§ Exercise goal
Go through the listing below and copy out every line that contains the word "kingfisher".

§ Working data
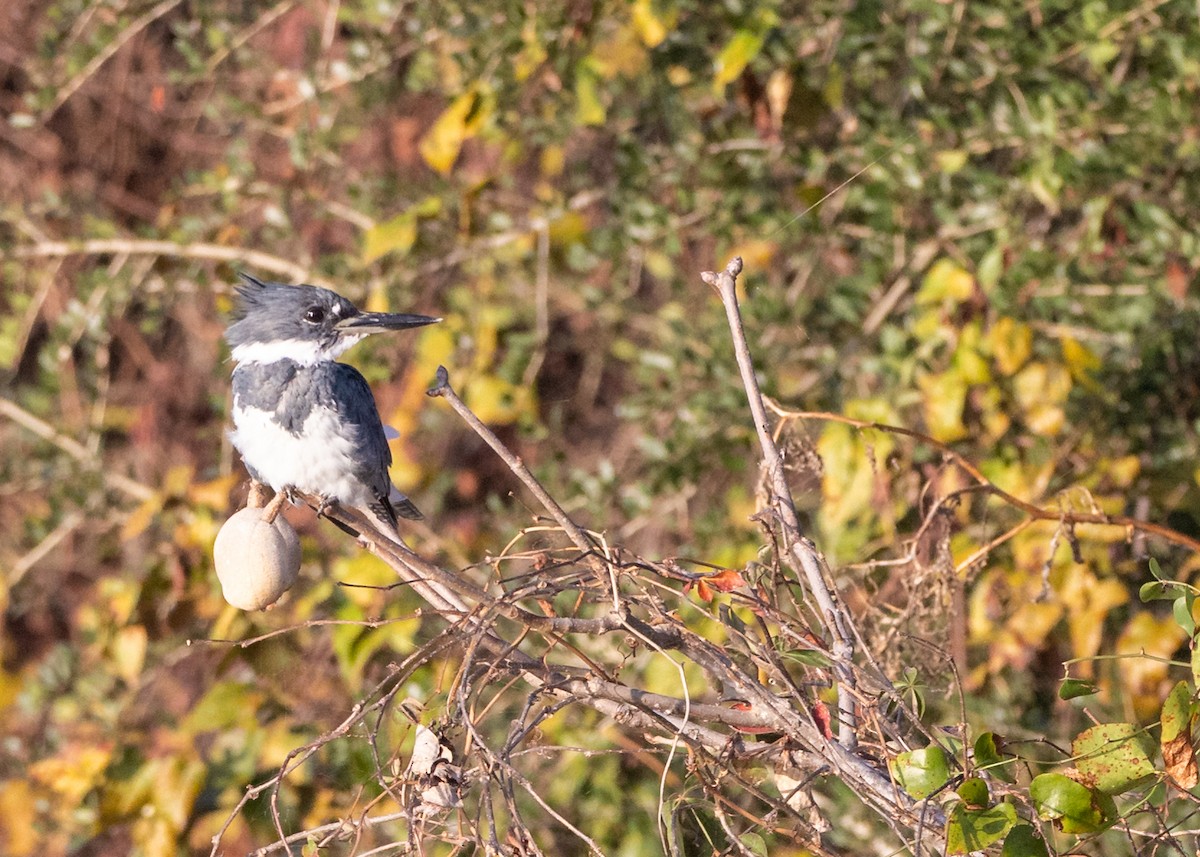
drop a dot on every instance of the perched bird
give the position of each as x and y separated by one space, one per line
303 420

* * *

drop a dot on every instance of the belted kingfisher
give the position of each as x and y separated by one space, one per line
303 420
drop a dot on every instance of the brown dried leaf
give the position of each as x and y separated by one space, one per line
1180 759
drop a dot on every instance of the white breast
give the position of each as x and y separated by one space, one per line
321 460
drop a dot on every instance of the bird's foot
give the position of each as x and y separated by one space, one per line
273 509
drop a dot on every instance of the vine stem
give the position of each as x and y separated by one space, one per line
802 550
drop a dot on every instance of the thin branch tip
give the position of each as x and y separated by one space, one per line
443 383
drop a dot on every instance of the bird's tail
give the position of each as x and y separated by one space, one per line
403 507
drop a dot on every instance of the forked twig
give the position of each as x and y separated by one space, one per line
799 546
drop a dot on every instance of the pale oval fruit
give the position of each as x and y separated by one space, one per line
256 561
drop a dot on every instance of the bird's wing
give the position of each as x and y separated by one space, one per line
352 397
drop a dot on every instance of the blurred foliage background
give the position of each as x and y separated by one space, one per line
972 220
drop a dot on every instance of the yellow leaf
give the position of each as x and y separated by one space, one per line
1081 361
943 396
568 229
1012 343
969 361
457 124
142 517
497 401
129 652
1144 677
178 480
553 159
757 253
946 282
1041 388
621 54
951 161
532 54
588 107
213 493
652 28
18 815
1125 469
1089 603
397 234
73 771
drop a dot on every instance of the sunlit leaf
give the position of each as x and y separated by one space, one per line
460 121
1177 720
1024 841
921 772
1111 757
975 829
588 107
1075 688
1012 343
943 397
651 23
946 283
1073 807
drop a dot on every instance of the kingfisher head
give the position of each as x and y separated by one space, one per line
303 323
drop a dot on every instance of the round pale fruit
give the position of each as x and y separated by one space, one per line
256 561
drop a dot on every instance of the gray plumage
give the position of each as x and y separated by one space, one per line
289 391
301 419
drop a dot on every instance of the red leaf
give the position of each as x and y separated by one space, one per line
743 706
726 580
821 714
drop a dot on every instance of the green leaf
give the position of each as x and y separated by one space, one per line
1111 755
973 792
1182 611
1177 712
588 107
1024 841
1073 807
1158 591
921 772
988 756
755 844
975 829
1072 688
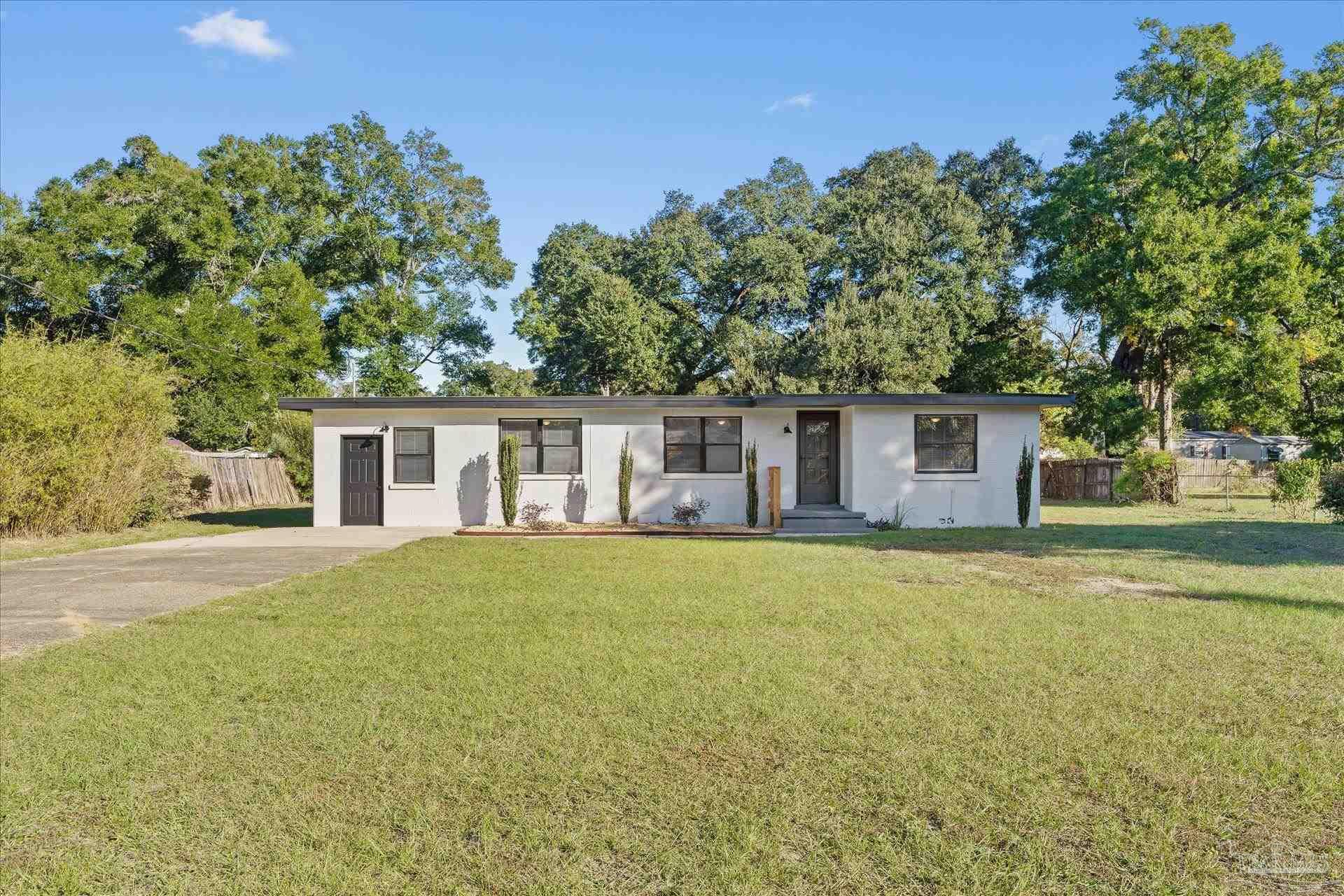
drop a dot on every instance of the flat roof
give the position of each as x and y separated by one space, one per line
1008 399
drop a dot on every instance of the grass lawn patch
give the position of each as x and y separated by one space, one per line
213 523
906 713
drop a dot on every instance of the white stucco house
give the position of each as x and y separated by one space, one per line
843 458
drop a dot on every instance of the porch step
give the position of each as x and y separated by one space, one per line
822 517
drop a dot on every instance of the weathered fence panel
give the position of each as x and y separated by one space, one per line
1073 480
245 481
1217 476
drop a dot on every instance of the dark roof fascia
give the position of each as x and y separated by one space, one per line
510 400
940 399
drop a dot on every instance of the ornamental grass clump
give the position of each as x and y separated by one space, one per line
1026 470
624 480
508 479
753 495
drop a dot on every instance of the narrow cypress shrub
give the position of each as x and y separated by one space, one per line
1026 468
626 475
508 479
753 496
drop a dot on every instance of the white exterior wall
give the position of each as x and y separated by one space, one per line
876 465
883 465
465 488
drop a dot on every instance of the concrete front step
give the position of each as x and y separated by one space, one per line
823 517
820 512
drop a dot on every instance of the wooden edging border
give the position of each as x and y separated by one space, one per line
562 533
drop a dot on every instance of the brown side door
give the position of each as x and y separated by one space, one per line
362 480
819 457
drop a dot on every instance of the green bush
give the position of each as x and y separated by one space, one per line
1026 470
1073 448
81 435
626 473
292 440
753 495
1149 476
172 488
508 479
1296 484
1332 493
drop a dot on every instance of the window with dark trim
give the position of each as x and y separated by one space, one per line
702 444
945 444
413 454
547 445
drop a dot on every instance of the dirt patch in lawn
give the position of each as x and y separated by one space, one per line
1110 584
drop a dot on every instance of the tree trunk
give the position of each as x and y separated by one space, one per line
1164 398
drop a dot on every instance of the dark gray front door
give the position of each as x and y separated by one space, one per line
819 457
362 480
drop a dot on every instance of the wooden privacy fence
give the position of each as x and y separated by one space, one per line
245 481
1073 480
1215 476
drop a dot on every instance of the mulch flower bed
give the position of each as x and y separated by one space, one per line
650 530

§ Solution to this task
drop a dot on every instance of the belted kingfisher
drop a dot on every instance of the kingfisher head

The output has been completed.